[Document section Boundary: Start]
Western Community Centre is at the beating heart of Nawton, Kirikiriroa. Thomas Hunt is the youth worker here and has been holding space for and running youth programs with local rangatahi for over six years. Not only does he work on the ground as a youth worker, he also trains new upcoming youth workers for Praxis, the Youth Development Training organisation here in Aotearoa. As a professional who holds great respect and mana within the youth and social development sector, Lots of Little Fires is here today not only to shine a light on the beautiful mahi and the way in which Thomas serves his community, but to hear his thoughts on the current state of youth development, what challenges exist in his community and what needs to be done for things to improve going forward.
Thomas and I are sitting chatting in Thomas' office before the interview and as Murdoch comes in to see where we are going to be filming today he instantly laughs saying… ‘Omg it’s tiny in here…damn this will be interesting (tricky haha) to set up and film!”
Thomas’s office is tiny! He has his desk full of paperwork, lots of bits of gear scattered around the shelves to use for activities, a few chairs for the boys to sit on, a gaming station, a section to record vocals and a barbering set up. It is crazy how small this space is and yet how much goodness and action stems from here. It reminds me of all so common reality that where the real mahi and change is taking place, there is the most limited space and resource to really develop and grow its potential.
Thomas explains that you have to make use of what you've got with community youth work,
“This is my space of sanctuary for our young people but It's more about what we do with it. It just is what it is and we love it, it looks busy and it's good.”
Talking about some of the things they get up to here and what activities they do, Tom lists off a whole load of things that the boys like to do and just finds a way to provide those opportunities and access to them.
We've got heaps of snorkel gear and stuff like that. Some of our boys are into kickboxing as well, so we've got a whole heap of gear for that in here as well… gloves, we've got wraps, we've got kick pads, tiger pads. We also have barbering as well. I cut hair for them, just trying to keep them looking fresh. Barber shops like charging a certain amount for kids that don't really have that much or aren't that fortunate to be able to go and get a haircut every week. I mean there might be times where they can save up for a haircut, but they can come here for a free one and they’ll get a free haircut anytime. Majority of the time most young people would look scruffy but wait for the time and urge for the time that they can go and get a fresh haircut. And I do think that's part of image and how it makes them feel on a day-to-day basis. But yeah we've got barbering, we've got a studio as well where we try and get them in here, write some lyrics and all the lyrics and music stuff has just always got to be based around their life story, really give them an opportunity to share their story. And it might be through music or it could be through graffiti, rapping or singing, playing the guitar… any form of art that they feel like they can share their story with is good. We just have to be the driver for it, gotta keep pushing it.”
The boys are fun, they come in and just sit around doing their thing, talking about their day, a few are gaming, basically just being boys. It's just like hanging at someone's house with a cool uncle who sets the tone with wholesome values and provides fun and positive activities and spaces for them to engage in but fully lets them be their authentic selves.
[Document section Boundary: End]
- Task list -
- a) Reproduce the text of the article on Thomas Hunt's youth work between "The boys are" and "their authentic selves.", inclusive.
- b) In the article on Thomas Hunt's youth work, which organization does he train new youth workers for?
- c) Extend the article on Thomas Hunt's youth work past its final sentence.
[Dataset section Boundary: Start]
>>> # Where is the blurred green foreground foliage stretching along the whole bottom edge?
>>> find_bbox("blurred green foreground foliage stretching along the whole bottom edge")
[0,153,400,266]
[Dataset section Boundary: End]
- Task answers -
- a)
The boys are fun, they come in and just sit around doing their thing, talking about their day, a few are gaming, basically just being boys. It's just like hanging at someone's house with a cool uncle who sets the tone with wholesome values and provides fun and positive activities and spaces for them to engage in but fully lets them be their authentic selves.

- b) Praxis, the Youth Development Training organisation in Aotearoa.

- c)
I ask Thomas to set the scene and tell us a bit about the boys who come here and what they do.
“So yeah, we have kids from different backgrounds. They might be from different kura and it's just about coming here, finding common ground. Good friendships are made here, good friendships are leaving here and it's about seeing each other outside of this building and being able to say ‘chur’, ‘what's up’ to each other. So everyone's got different backgrounds, different stories. It's about blending them together here and building positive experiences.”
He goes on to describe the youth leadership programme he runs during the evenings and holidays that is helping to grow local young leaders who can in turn help grow the number of positive role models in the community.
“Toa Whakapuawai is created on the basis of creating young leaders, letting them lead groups, letting them lead sports groups, become a captain and so on. How well can you give out instructions? How well can you set up a program and talk? These boys here are now stepping into senior roles of the group now and there's heaps of juniors that are keen to come in and how do we look after these, the young people as a collective. So it won't just be me looking after them, now my boys that I have been working with are going to be leading the way, tuakana teina, looking after the young people with also me trying to create all of the development stuff for them.”
Thomas tells me about the boys who have now left the programme, many of whom now have their own families and jobs, continue to stay in touch with him and have become friends.
“Yeah they come back in now and then to check up on me haha, tell me their news, share their achievements or ask for some advice maybe. I love it, it's really special. If I ever need to do something round the house at home then a couple of the boys will normally come help me out. Just keeping the connections strong and communicating even after they’ve left. Yeah it's good.”
There is something about Thomas and the calmness he exudes. He is tau but also has a great sense of humor and loves to laugh. I ask him about why he thinks the boys come and what it is about the place and him that makes them want to be here.
“There's always at least five young people here at a time and it's just about creating space for them to feel like they can come in, get some kai, relax and if you've got something on your chest, let it out. But I think yeah, creating a safe space for them to share their story and what's happening, in front of each other as well, is something that's pretty big. It is frowned upon if you are feeling a bit mae mae, a bit hurt about something, and you mention it in front of certain people that those guys can be like, ‘hey, that's weak bro, why are you being like that?’, so I feel like we've created a safe enough space for our boys to speak up and then with the other boys to kind of step in and go, ‘oh bro, that's hard. I don't know what you're feeling, but that sounds pretty hard’ so to honor their story, not just shut it down.”
We all know how hard it is to get teenage boys to talk, to open up and share how they are feeling. Anyone who has their own kids or works with them knows just how difficult that can be but how incredibly important it is. I ask Thomas how he achieves this and why the boys feel safe to talk to him and each other.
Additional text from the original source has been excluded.